## Énoncé de l'exercice
Rédigez la suite de la critique consacrée au film N'aie pas peur, en reprenant juste après sa dernière phrase.

Tout d’abord, accepter l’injonction du titre. Ne pas avoir peur de ce film au sujet grave, qui s’inscrit aux antipodes des films horrifiques dont le cinéma ibérique est friand – par exemple Les Yeux de Julia (Guillem Morales, 2010), où on retrouve en partie la même distribution qu’ici. N’aie pas peur se veut l’évocation d’une réalité guère abordée au cinéma, si ce n’est sous l’angle de la fantasmagorie ou de l’horreur : les viols d’enfants, commis le plus souvent par une personne proche. Autant de drames qui posent aussi la question de comment ces enfants, en grandissant, parviennent ou non à dépasser leur traumas, à vivre malgré tout. La noirceur d’un tel sujet peut mettre mal à l’aise, mais son traitement est ici d’une sobriété exemplaire, dépourvue du moindre voyeurisme et de toute complaisance dans le sordide. De même, le film évite les écueils de l’aseptisation et du sentimentalisme. Il faut savoir gré de cet équilibre délicat non seulement au réalisateur Montxo Armendariz, mais aussi aux interprètes, qui n’en font jamais trop et contribuent au frémissement douloureux de ce récit elliptique et puissant.

## Section des données
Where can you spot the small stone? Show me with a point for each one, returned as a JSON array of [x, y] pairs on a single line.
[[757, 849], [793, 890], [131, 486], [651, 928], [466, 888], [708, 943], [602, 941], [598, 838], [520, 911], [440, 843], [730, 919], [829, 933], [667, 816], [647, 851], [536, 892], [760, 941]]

## Corrigé de l'exercice
Les trente premières minutes sont peut-être les plus maîtrisées du film. Des images d’enfance défilent devant nous et des rires de joie retentissent au fil de plans-séquences lumineux. La caméra à la fois mobile et discrète est placée à hauteur d’enfant ; cette façon de coller en permanence au regard de la fillette, d’aborder le monde environnant en contre-plongée, révèle aussi bien un désir d’empathie que le refus de tout surplomb. Il s’agit pour le cinéaste de ne pas juger ses personnages, de seulement les saisir par le regard, les laisser vivre. Cette approche respectueuse, qui exclut toute manipulation facile, assure d’emblée au film sa respiration. Ces bases posées, le récit peut basculer. « N’aie pas peur » : la phrase-clef du film est proférée hors-champ par le père de Sylvia tandis qu’il s’apprête à commettre l’irréparable. La vie de la jeune fille ne sera plus jamais la même. À quinze ans, Sylvia nous apparaît mutique, renfermée, et à vingt-cinq ans plus dépressive encore, en quête désespérée d’un dialogue avec sa mère qui s’est toujours voilée la face devant le crime de son ex-mari, homme en apparence irréprochable.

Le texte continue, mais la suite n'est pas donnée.